(Saved entries)

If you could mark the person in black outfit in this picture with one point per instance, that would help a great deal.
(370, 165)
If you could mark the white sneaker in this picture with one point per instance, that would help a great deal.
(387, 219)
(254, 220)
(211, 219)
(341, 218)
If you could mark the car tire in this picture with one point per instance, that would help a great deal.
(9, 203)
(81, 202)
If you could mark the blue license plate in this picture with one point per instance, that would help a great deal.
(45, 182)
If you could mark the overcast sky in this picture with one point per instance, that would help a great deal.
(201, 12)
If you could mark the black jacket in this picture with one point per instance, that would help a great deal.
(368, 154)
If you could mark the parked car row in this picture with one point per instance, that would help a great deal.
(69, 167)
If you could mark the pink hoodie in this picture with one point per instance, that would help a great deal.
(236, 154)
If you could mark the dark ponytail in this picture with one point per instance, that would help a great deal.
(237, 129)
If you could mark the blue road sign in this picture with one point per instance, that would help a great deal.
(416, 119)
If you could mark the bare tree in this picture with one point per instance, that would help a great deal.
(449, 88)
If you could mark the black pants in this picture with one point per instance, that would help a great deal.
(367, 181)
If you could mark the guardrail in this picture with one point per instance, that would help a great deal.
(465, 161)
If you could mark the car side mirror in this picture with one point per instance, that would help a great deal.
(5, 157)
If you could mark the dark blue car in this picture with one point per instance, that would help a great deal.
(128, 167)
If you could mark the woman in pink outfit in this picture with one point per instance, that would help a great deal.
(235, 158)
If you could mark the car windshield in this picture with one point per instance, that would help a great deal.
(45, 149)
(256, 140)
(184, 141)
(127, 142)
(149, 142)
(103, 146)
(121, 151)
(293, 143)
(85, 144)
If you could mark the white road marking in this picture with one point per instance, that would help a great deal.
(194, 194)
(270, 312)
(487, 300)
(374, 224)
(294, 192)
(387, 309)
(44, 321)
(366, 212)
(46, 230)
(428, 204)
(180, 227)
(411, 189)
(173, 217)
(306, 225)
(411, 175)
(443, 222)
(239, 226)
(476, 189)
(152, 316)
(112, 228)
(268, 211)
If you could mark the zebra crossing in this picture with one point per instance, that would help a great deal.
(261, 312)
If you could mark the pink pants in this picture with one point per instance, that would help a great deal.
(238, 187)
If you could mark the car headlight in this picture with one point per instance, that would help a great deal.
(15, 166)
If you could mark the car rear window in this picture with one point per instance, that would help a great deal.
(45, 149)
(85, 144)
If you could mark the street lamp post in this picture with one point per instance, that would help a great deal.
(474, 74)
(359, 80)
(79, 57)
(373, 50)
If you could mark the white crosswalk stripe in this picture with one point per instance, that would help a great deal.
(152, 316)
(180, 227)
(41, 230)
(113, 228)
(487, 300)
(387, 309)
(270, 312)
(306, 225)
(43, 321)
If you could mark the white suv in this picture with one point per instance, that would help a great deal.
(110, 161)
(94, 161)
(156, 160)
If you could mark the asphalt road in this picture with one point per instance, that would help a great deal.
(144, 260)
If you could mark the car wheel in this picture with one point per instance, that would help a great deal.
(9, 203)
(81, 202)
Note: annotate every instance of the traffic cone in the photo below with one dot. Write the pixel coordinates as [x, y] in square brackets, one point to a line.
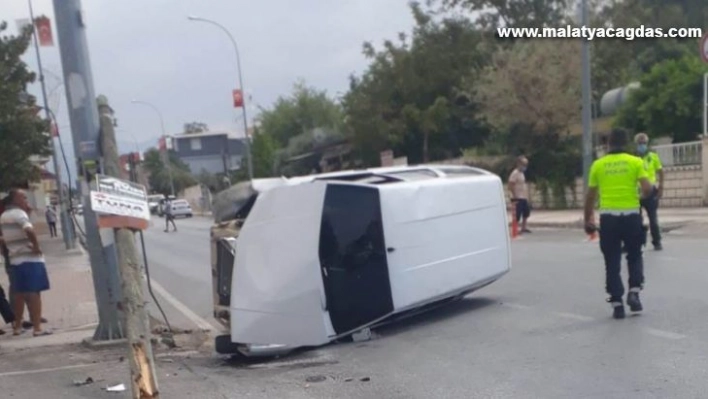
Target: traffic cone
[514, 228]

--

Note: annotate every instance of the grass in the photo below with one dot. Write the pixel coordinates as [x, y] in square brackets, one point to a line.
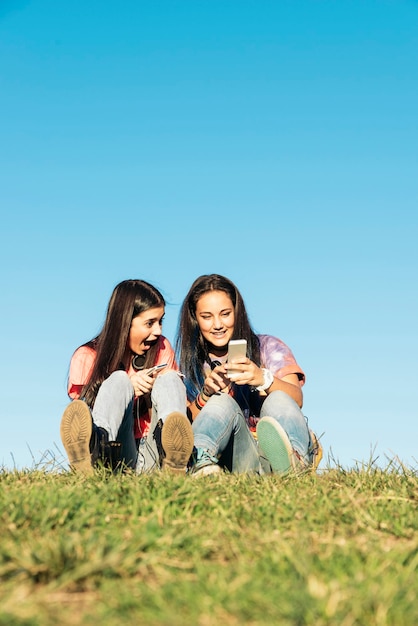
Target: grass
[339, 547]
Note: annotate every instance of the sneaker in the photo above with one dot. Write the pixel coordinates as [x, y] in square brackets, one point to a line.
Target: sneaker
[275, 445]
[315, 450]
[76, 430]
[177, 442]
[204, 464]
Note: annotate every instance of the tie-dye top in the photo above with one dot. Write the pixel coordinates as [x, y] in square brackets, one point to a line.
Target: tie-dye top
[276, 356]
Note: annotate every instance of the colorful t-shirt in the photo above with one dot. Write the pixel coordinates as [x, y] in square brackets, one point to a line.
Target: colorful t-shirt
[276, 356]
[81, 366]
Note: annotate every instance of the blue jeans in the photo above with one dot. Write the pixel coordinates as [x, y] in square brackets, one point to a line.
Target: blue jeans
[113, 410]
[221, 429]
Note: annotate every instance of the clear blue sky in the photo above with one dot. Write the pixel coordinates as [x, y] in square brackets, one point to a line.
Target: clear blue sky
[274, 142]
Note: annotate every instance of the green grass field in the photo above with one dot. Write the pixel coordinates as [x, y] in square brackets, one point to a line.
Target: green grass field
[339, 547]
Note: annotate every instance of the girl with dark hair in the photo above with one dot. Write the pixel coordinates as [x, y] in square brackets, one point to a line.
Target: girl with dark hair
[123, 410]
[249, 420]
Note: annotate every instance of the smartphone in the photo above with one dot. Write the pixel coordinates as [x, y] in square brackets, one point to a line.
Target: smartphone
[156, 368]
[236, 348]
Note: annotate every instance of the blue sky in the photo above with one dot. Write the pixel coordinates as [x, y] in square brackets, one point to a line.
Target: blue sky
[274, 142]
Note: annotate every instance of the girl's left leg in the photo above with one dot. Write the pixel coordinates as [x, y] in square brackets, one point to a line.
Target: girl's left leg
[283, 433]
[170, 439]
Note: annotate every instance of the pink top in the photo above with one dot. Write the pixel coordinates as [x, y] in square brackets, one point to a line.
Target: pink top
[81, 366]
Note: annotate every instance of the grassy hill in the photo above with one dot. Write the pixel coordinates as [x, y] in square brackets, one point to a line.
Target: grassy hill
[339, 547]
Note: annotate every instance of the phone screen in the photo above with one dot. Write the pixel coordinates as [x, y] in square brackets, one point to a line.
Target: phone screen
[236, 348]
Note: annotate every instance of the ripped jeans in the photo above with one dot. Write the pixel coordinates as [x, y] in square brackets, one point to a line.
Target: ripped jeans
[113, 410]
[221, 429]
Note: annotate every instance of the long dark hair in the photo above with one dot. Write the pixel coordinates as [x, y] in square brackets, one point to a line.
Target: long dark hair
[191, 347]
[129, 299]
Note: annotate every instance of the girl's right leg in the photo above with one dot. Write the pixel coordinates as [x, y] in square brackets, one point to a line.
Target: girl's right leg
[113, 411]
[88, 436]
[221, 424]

==

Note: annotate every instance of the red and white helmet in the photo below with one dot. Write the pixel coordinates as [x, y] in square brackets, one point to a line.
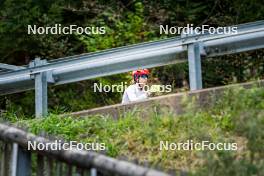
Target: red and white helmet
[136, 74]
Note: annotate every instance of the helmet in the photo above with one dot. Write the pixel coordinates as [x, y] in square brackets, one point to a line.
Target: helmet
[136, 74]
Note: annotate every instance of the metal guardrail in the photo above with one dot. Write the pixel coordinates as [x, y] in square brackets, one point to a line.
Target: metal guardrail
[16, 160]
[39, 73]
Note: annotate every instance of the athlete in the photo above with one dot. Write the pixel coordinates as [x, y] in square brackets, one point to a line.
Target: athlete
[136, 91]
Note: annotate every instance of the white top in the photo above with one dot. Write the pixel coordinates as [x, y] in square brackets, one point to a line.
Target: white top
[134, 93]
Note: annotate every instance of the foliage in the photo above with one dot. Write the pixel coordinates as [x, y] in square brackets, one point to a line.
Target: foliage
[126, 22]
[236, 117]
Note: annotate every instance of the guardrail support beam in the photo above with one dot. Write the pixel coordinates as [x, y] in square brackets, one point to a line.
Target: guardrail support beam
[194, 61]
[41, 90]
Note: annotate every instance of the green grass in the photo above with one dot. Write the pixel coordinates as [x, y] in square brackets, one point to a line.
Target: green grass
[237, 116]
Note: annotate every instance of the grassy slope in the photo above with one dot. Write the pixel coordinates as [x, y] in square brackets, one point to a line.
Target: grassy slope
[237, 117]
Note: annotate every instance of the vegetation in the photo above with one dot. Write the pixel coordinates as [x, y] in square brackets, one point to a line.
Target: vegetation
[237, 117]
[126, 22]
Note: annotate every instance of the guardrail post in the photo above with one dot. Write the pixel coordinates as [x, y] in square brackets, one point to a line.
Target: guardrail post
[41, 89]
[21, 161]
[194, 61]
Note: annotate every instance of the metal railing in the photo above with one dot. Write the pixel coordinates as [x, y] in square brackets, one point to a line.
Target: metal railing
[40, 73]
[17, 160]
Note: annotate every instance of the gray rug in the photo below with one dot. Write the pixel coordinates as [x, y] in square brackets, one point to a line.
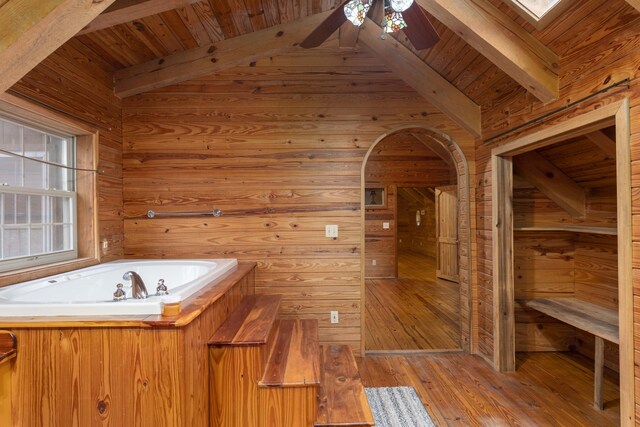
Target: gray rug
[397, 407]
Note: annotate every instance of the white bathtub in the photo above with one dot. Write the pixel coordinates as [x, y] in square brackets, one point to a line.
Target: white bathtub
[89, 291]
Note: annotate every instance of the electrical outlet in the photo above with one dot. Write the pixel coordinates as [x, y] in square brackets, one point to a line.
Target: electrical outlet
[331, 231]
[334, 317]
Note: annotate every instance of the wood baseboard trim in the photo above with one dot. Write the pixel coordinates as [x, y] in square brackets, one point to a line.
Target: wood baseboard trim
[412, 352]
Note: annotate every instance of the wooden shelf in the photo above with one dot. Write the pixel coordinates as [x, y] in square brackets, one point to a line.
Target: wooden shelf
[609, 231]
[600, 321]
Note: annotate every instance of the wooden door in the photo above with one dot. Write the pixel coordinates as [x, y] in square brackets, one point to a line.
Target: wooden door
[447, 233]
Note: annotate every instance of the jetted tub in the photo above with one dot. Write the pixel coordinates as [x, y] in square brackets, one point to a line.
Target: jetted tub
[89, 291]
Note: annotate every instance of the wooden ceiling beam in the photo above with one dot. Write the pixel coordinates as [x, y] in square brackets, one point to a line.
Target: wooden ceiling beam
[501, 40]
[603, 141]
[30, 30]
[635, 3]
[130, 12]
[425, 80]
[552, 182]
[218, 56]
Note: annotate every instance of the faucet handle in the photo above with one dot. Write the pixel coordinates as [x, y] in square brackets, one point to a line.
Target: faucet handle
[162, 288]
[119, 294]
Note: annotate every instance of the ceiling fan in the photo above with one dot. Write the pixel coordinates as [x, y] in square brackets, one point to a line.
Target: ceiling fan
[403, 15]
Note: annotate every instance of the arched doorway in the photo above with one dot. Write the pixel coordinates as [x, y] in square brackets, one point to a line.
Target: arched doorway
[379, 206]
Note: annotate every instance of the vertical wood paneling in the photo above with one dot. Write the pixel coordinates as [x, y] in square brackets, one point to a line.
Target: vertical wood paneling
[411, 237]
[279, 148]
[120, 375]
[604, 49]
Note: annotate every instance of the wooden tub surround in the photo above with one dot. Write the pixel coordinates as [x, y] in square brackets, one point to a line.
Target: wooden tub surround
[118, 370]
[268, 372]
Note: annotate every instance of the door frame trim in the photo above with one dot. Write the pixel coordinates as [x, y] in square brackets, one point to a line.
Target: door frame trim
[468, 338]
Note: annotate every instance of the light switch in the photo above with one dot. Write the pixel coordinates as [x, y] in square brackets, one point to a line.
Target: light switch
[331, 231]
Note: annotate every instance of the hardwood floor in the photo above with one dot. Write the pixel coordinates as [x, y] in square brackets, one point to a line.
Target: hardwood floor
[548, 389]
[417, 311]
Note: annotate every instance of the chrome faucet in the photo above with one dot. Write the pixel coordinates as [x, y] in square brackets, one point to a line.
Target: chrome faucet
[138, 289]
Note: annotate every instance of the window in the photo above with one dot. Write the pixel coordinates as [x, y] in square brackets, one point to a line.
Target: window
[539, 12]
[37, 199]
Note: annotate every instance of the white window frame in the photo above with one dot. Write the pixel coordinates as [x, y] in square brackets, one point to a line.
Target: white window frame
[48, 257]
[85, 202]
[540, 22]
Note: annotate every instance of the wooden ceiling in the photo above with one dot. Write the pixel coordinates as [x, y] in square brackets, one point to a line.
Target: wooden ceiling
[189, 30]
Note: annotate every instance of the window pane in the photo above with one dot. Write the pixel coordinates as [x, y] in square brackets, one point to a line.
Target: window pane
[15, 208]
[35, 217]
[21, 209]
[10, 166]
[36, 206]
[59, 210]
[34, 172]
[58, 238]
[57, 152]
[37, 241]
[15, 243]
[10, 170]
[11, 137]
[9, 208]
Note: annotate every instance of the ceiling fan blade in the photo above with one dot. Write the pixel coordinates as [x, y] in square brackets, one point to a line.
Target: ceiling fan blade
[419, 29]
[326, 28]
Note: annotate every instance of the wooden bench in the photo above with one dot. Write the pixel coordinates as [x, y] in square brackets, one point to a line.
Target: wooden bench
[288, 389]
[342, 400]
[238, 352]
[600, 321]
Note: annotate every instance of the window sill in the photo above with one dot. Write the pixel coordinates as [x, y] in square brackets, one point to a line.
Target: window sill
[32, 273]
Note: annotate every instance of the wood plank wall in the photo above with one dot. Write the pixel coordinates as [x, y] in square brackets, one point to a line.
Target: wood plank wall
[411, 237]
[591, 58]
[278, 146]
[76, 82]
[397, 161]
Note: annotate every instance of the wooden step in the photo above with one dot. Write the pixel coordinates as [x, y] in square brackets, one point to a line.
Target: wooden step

- _TO DO_
Read through the entries above, and wherever a line holds the string "step", copy it.

- _WRITTEN ANSWER_
Note: annotate every instance of the wooden step in the photo above with one dot. Write the pixel coordinates as [x, y] in square brackets, one point to a line.
Target: wooden step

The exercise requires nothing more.